#### EXERCISE SET
a - In the excerpt on NHS funding, rewrite the part that opens with the words containing "It seems that" and closes with "the 21st century.", replacing "money" with "cash".
b - According to the excerpt on NHS funding, how many hospital trusts declared a "black alert" earlier this year?

As Britain’s health service staggers towards the fearsome – or at least flu-ridden – British winter, a pernicious idea is quickly becoming a consensus view: The NHS is a bottomless pit.
The logic is deceptively simple. Between 2010 and 2020, NHS funding will have gone up £35bn — this at a time of national austerity. Yet waiting time targets are being missed, more than half of NHS trusts are expecting to end the year in financial deficit, and nearly a third are planning to lay off staff, including many mental health trusts.
Earlier this year, 23 hospital trusts declared a “black alert”, meaning they were so overcrowded they could no longer guarantee patient safety.
It seems that no matter how much money you throw at it, the NHS simply cannot cope. Perhaps — say it softly — a free health service just isn’t viable in the 21st century.

[Referring expression data]
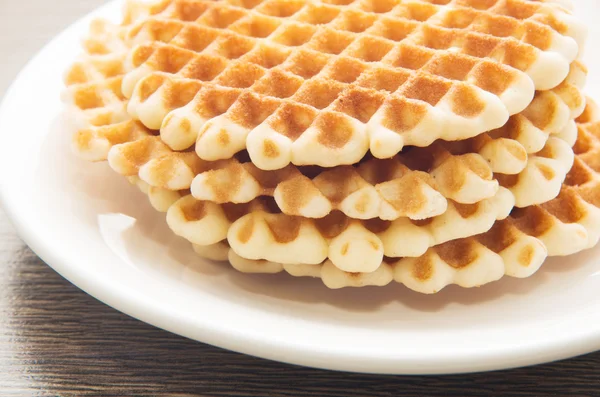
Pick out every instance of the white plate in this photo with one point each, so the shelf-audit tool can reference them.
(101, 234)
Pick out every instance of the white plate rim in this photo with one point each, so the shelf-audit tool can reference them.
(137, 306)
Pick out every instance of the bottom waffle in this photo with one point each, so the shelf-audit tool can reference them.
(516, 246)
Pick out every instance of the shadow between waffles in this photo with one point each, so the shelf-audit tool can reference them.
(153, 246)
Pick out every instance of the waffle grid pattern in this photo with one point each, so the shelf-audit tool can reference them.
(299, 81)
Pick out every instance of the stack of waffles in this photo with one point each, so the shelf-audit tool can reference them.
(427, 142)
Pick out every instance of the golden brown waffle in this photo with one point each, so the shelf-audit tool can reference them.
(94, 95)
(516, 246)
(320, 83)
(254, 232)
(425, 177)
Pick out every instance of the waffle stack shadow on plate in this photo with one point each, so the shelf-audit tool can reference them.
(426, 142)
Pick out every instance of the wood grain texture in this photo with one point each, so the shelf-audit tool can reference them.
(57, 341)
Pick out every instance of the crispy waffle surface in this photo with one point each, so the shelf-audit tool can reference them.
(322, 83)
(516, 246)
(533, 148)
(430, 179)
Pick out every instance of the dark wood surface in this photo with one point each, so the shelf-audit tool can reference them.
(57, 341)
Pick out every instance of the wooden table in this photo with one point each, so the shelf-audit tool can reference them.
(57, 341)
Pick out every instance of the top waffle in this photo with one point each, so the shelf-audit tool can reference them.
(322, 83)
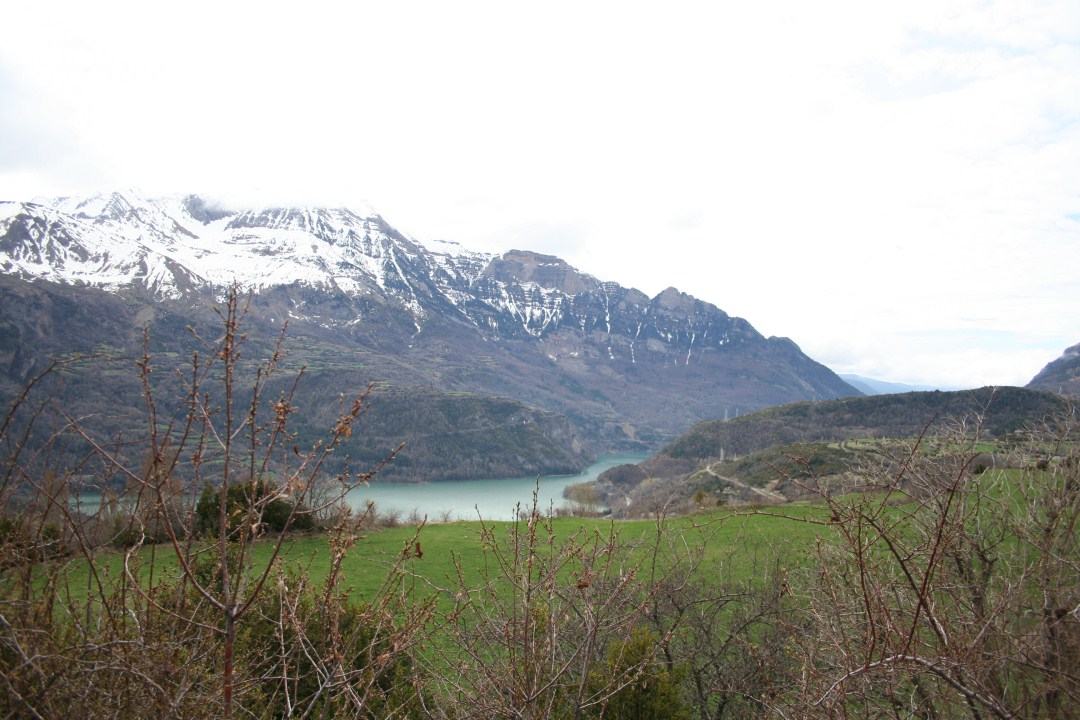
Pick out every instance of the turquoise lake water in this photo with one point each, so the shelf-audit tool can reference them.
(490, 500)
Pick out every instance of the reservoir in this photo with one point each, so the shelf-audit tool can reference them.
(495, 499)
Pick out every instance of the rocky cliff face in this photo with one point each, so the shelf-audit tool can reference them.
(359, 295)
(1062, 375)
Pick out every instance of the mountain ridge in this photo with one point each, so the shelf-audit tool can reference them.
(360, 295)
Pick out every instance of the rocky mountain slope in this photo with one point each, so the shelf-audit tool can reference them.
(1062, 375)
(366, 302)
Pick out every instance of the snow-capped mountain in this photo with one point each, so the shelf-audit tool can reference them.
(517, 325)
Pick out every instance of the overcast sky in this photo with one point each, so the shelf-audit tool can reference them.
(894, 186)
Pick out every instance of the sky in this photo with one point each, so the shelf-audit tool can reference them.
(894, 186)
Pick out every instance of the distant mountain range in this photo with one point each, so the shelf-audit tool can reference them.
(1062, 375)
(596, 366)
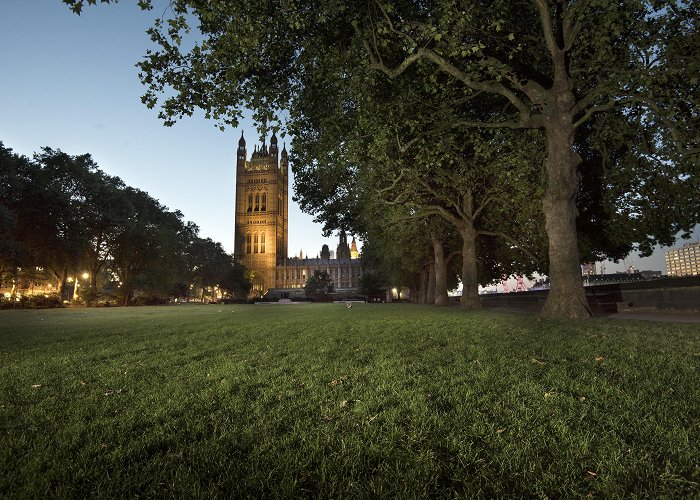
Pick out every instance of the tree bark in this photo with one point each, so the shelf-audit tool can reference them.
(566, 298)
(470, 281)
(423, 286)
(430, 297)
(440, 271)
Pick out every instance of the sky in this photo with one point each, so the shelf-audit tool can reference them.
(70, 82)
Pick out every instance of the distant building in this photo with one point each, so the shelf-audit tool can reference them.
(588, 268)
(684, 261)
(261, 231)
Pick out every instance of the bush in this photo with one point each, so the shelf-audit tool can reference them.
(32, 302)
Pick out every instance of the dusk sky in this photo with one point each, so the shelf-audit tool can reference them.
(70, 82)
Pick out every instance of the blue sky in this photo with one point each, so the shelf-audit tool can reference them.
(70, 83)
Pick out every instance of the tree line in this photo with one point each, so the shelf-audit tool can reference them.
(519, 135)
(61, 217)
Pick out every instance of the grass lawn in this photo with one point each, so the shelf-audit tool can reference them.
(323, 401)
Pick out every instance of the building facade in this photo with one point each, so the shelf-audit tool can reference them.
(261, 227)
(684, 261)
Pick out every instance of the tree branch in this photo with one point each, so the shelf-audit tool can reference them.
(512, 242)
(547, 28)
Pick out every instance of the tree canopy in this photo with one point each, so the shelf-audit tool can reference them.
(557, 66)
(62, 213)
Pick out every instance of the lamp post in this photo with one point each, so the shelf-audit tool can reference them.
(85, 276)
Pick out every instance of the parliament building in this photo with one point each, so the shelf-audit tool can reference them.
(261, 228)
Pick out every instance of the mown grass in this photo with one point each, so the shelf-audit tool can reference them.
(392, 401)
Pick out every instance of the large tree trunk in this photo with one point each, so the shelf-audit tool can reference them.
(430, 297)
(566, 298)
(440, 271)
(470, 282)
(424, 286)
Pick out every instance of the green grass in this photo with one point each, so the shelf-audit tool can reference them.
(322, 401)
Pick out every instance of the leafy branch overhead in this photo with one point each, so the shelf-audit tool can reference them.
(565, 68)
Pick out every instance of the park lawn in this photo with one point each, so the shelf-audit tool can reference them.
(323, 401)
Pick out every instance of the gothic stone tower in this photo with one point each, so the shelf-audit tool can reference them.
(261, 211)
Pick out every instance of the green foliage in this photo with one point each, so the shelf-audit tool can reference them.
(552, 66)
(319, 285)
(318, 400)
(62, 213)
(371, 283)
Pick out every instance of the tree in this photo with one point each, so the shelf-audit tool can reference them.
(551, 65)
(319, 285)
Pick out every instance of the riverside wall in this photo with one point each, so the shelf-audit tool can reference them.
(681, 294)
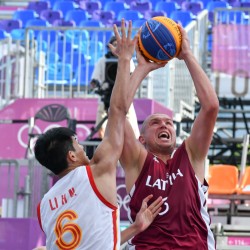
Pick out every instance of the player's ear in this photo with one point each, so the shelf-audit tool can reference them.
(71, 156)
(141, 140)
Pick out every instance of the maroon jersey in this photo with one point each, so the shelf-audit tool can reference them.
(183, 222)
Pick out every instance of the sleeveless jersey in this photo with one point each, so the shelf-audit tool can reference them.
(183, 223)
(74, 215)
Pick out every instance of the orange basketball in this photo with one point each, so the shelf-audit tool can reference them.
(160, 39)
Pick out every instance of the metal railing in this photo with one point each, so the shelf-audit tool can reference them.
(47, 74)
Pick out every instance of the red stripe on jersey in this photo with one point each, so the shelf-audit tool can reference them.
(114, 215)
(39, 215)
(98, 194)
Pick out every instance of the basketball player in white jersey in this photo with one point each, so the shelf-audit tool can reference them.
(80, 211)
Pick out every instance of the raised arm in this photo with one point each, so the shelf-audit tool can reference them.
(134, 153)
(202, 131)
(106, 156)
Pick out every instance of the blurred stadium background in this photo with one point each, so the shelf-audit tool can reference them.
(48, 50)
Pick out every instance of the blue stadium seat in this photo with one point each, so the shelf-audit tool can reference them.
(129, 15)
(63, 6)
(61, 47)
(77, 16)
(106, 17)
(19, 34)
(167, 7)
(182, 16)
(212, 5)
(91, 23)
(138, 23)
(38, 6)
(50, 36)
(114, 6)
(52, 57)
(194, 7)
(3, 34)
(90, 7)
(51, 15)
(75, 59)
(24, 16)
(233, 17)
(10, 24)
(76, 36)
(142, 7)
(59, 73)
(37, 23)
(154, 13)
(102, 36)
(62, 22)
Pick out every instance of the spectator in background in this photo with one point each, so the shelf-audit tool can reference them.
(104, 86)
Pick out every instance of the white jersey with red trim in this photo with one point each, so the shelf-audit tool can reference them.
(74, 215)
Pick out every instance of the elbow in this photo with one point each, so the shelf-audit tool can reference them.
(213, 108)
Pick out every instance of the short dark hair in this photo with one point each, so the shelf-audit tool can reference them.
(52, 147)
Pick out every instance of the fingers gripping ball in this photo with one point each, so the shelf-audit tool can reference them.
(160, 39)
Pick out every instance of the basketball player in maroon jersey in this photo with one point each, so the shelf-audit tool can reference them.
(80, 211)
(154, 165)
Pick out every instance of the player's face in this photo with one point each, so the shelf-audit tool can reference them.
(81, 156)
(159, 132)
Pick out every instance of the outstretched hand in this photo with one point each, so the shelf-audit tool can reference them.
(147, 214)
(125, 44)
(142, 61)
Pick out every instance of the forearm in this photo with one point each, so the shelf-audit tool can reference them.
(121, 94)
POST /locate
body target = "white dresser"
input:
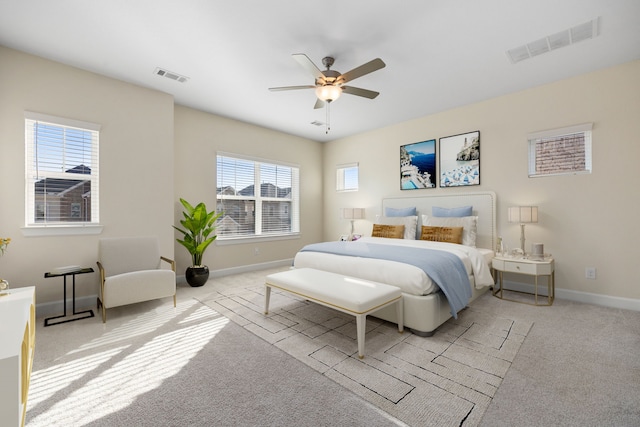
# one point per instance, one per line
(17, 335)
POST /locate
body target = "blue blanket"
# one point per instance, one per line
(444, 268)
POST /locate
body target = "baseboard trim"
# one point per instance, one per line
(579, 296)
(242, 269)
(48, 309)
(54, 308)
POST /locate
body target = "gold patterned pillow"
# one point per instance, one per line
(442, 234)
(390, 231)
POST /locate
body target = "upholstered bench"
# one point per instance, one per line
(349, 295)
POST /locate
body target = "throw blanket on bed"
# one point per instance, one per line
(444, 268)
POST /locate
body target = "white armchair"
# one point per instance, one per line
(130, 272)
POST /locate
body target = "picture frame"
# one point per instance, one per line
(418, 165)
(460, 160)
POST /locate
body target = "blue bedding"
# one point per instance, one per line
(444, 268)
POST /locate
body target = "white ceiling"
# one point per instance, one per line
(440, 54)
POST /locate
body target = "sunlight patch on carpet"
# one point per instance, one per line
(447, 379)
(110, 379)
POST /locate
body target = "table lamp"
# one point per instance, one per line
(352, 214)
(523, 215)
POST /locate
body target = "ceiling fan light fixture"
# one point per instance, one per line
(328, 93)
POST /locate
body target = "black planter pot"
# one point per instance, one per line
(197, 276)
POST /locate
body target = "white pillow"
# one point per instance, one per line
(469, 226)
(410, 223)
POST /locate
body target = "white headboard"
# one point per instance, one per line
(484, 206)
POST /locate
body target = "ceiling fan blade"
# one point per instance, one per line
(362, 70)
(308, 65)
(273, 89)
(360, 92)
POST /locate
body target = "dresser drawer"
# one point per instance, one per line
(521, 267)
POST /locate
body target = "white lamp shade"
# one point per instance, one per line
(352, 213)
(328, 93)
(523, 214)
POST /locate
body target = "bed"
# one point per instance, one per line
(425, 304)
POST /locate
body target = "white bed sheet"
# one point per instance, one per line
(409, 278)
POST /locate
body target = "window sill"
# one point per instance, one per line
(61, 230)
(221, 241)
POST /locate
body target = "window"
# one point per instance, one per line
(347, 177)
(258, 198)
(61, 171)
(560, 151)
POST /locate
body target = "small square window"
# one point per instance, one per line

#### SOLUTIONS TO THE TASKS
a -
It seems that no matter how much cash you throw at it, the NHS simply cannot cope. Perhaps — say it softly — a free health service just isn’t viable in the 21st century.

b - 23